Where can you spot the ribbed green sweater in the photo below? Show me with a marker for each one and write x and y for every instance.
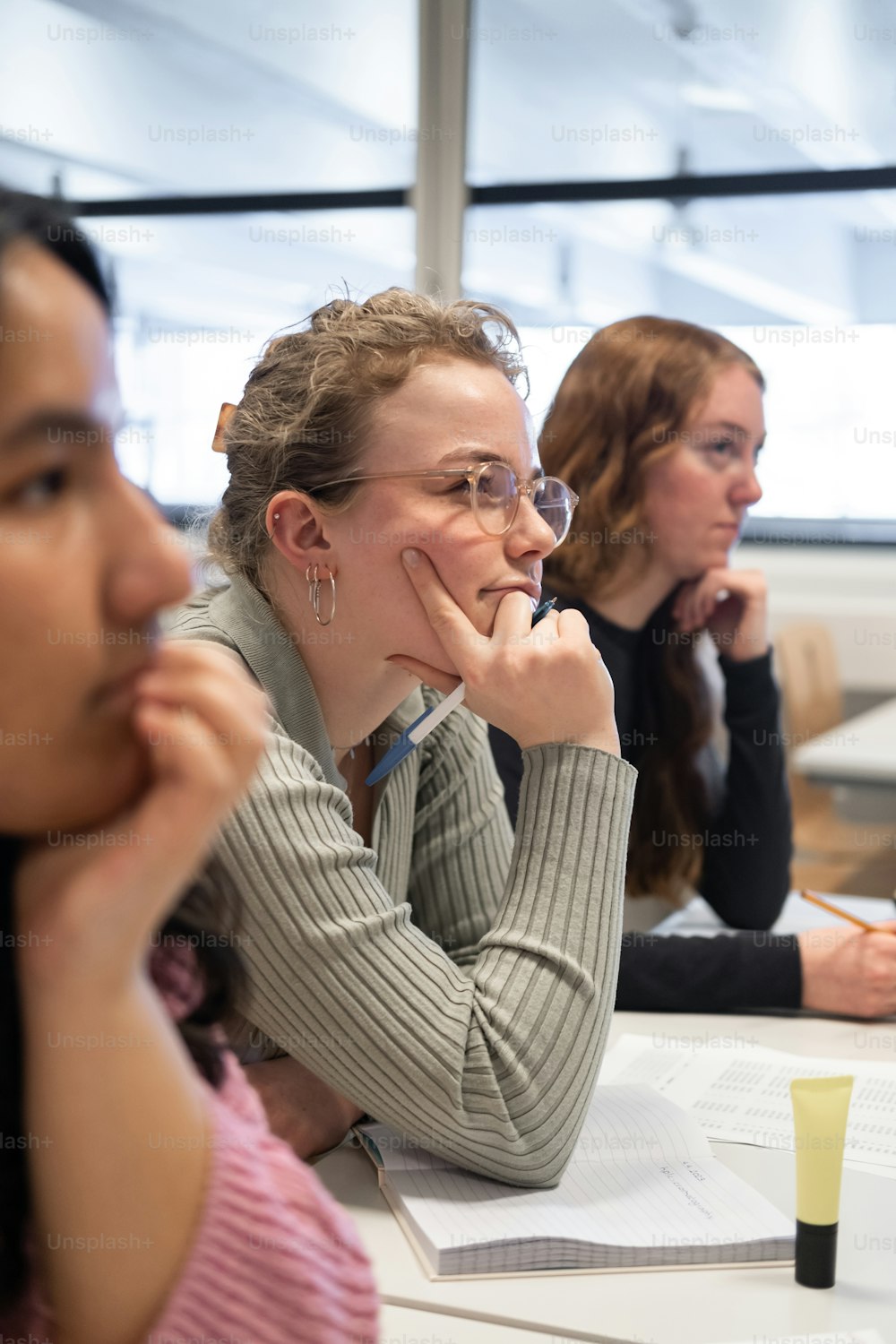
(454, 981)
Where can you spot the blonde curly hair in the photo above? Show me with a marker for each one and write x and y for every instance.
(308, 403)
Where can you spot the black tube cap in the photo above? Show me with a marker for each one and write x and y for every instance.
(815, 1254)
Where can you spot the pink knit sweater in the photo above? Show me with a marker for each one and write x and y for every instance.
(274, 1260)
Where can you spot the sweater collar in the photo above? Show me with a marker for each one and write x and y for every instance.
(273, 658)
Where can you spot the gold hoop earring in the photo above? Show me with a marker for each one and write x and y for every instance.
(314, 594)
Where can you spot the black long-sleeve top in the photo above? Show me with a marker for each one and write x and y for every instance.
(747, 844)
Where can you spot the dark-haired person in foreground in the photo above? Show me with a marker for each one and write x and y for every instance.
(659, 425)
(142, 1193)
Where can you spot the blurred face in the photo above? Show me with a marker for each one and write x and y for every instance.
(450, 414)
(85, 562)
(697, 497)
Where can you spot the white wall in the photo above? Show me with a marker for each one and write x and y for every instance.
(848, 588)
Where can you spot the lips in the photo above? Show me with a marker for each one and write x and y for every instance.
(121, 693)
(532, 590)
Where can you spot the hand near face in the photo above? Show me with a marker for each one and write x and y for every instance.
(732, 607)
(91, 900)
(543, 685)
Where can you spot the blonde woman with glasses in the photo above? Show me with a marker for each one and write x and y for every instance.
(386, 524)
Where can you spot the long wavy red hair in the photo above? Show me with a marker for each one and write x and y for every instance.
(622, 406)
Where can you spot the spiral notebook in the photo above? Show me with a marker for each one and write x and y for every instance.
(642, 1191)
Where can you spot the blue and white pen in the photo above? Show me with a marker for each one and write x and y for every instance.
(432, 718)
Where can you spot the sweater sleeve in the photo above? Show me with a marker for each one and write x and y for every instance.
(490, 1064)
(745, 870)
(274, 1260)
(723, 973)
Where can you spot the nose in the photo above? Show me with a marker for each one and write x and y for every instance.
(147, 566)
(530, 532)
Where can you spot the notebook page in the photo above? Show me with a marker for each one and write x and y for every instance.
(743, 1096)
(662, 1206)
(699, 918)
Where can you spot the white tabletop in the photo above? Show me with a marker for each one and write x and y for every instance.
(406, 1325)
(858, 752)
(672, 1306)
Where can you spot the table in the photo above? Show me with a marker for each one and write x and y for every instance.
(670, 1306)
(405, 1325)
(858, 752)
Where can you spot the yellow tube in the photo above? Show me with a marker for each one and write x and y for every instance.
(821, 1107)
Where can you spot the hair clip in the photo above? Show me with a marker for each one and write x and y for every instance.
(223, 418)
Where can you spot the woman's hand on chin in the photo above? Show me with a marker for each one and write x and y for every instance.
(732, 607)
(543, 685)
(91, 900)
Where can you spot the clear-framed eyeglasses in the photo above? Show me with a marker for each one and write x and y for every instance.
(495, 495)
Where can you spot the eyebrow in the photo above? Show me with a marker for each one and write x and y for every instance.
(737, 429)
(43, 422)
(463, 456)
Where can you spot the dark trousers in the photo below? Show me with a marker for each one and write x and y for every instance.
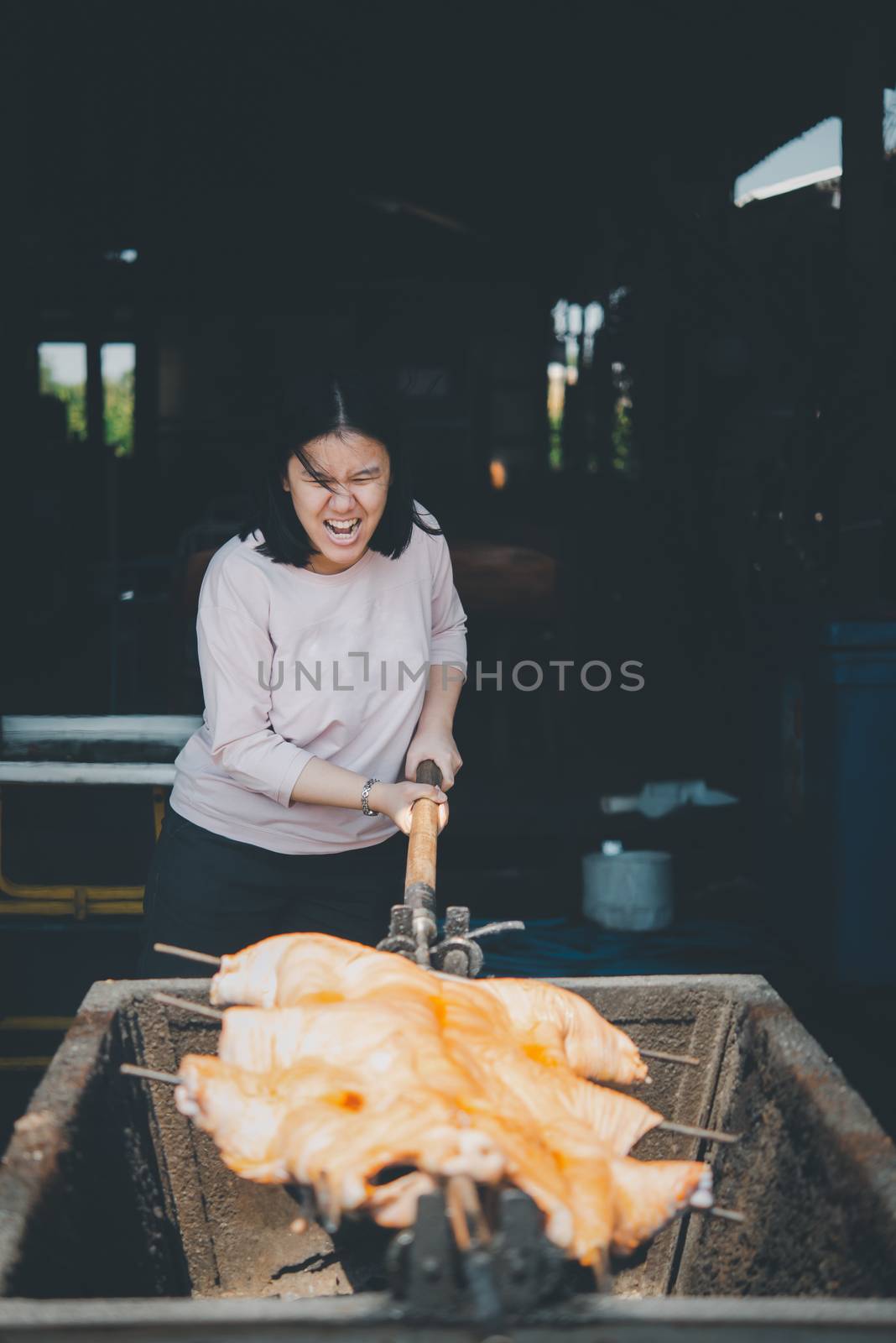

===============

To be done. Format every line of the listing above as a numbered list, skipping blank lines and leaving out the pictures.

Written reply.
1. Where can you spot the ribbed green sweater in the photo below? Show me with a marker for each one and write x and y for every instance.
2. (454, 981)
3. Where can you spot the blonde curly hair in the photo above? Show me with a marker for each one and write x and y for every instance.
4. (308, 403)
5. Where can you spot the black tube cap in the photo above? Show me with a marker for each one and write x and y for every instance.
6. (815, 1254)
7. Where can you spot the pink knit sweater in the photo above? Show me with a marker for each one and write x and y for every instance.
8. (274, 1260)
9. Where can you spot the sweater collar in the photo above? Show me with a marker for each one and write x and y for every instance.
10. (273, 658)
11. Where can you spot the gold hoop earring in the photo above? Show me with a marker for each one and write x and y for every instance.
12. (314, 594)
13. Where can you spot the black long-sleeve top in the photo above? Show me with a marker for each one and write x and y for every instance.
14. (747, 844)
15. Where can you spot the dark-haired person in foreground in the photo above? Show me with a marker for each one and write x and y for every instance.
16. (659, 425)
17. (142, 1193)
18. Where can you spot the blurred face in the photo above? Show me with a marker for each one and write x and y for every instance.
19. (450, 414)
20. (85, 562)
21. (697, 497)
22. Where can you spot the white wall in the photo above? Show me with a marker for each one and write x and y for every instance.
23. (848, 588)
24. Where can you spot the lips in the photo above? Show me with a marker for each one and write x and y for every instance.
25. (121, 693)
26. (532, 590)
27. Where can you spot the hand near face in the photo above? Show me with a marker for each one and write x and y for every instance.
28. (732, 607)
29. (91, 900)
30. (543, 685)
31. Where can you spot the blonde woman with glasses in the photo above? Show me with a marker for each one and write x and y for every instance.
32. (386, 524)
33. Where can you spot the long wavy red hair in the photo above? Show me with a marker for each one and write x and y for every instance.
34. (622, 406)
35. Where can you spot the spiral notebook in the photo above? Show me with a marker for each one and write x and y for every instance.
36. (642, 1191)
37. Where can you spot the blue and white pen in the photo above? Show me with a marker for each one and write x and y for every instance.
38. (432, 718)
39. Where can you spot the sweater sleeve in the photo above? Show me with a marker for each one and write x and y for every instance.
40. (490, 1064)
41. (745, 870)
42. (274, 1260)
43. (723, 973)
44. Where can you spot the nose in the photo above? Show me with a marker for each one and write x and y for every instance.
45. (147, 566)
46. (530, 532)
47. Where can you spot the notebook page in the photo above? Show me with a marker for each one and write x and y for every instance.
48. (743, 1096)
49. (662, 1206)
50. (699, 918)
51. Where can you spot the white tabletop in the photo above? Show me with a marker for each one and write x and y for every instance.
52. (406, 1325)
53. (858, 752)
54. (672, 1306)
55. Where can you spot the table in the photo above? Show me with a marker for each one and write x and y for every instance.
56. (670, 1306)
57. (405, 1325)
58. (858, 752)
59. Where can you spot the yellow tube in the photo above? Show me with a marker for each one and write x and y for every instance.
60. (821, 1107)
61. Where can you spot the hair clip in the photo above? Show me with a marker for each one and write x and y for every instance.
62. (223, 418)
63. Where can you spot the woman's hand on chin in the photo above? Show me with a marker for each one and write x and y for every instance.
64. (732, 607)
65. (543, 685)
66. (91, 900)
67. Where can you spot the clear-framed eyeglasses in the photo above? Show me with a marker for each one and write x and y for every instance.
68. (495, 495)
69. Where can you spot the eyebrow in the photo above? Show me with a marker for each one and write x and y for every instance.
70. (737, 429)
71. (43, 422)
72. (463, 456)
73. Where can you spot the dark trousers in the photo below? Show me with a marker for each one and write x and y for every instance.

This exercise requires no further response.